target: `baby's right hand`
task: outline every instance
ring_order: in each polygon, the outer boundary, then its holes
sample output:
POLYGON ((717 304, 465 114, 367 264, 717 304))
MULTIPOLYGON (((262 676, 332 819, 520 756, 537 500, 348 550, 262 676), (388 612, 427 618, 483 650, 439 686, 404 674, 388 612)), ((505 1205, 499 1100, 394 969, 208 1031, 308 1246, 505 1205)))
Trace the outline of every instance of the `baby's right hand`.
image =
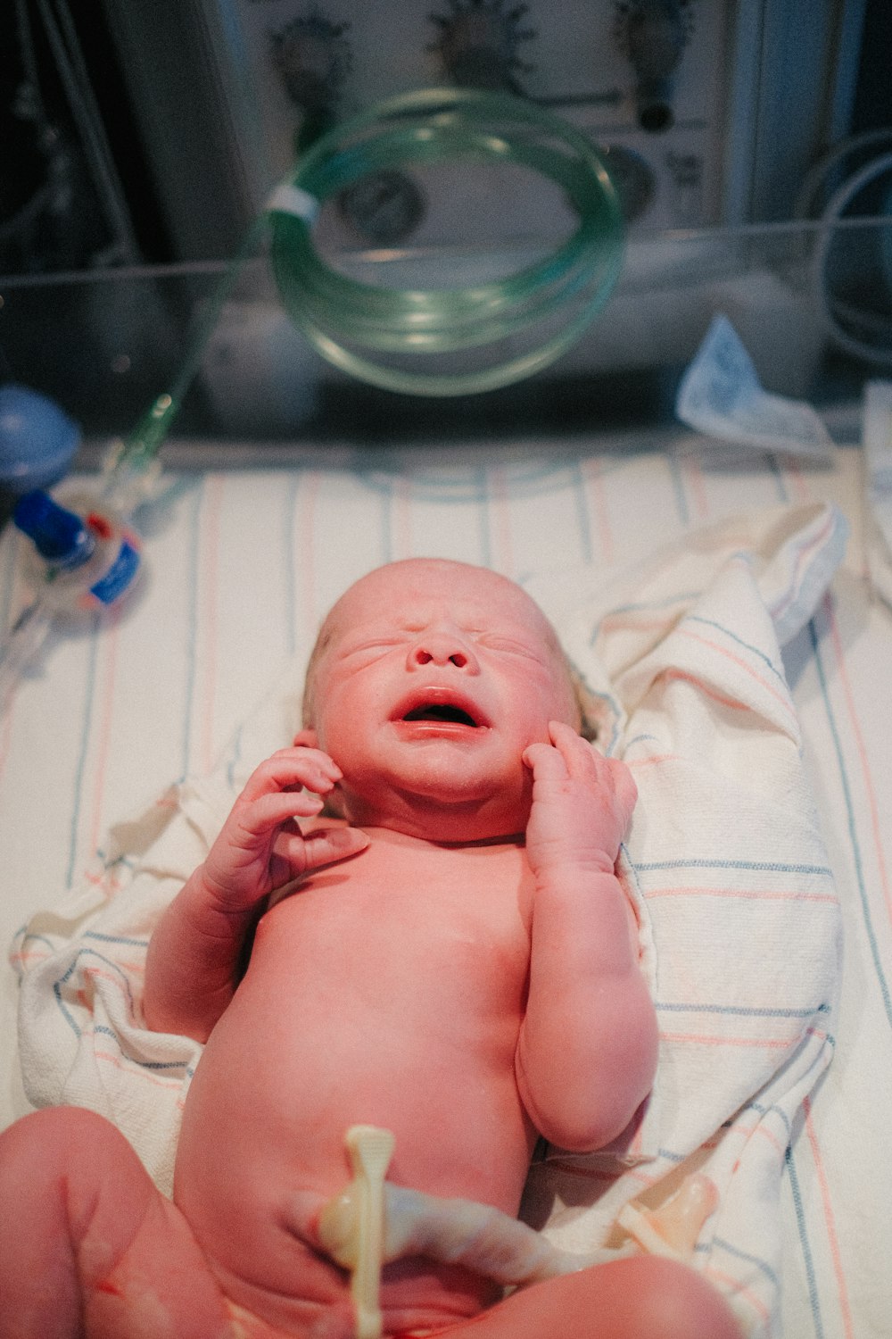
POLYGON ((280 749, 249 778, 202 866, 209 893, 230 911, 336 860, 356 856, 369 838, 357 828, 320 828, 306 836, 298 818, 313 818, 341 779, 320 749, 280 749))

● ● ● ●

Given instruction
Reproduce the material above line for line, word for word, omitting the picture.

The completed task
target: `baby's right hand`
task: outline every instance
ring_order: in each polygon, the outer boundary, then its holes
sample output:
POLYGON ((717 304, 465 114, 367 264, 717 304))
MULTIPOLYGON (((262 676, 332 819, 520 756, 537 500, 348 550, 262 676), (388 612, 427 618, 483 650, 439 686, 404 674, 388 612)), ((505 1205, 499 1100, 394 969, 208 1031, 308 1246, 505 1205)))
Trace the outline of every instance of the `baby's right hand`.
image =
POLYGON ((280 749, 249 778, 202 866, 209 893, 230 911, 336 860, 356 856, 369 838, 357 828, 320 828, 306 836, 298 818, 313 818, 341 779, 320 749, 280 749))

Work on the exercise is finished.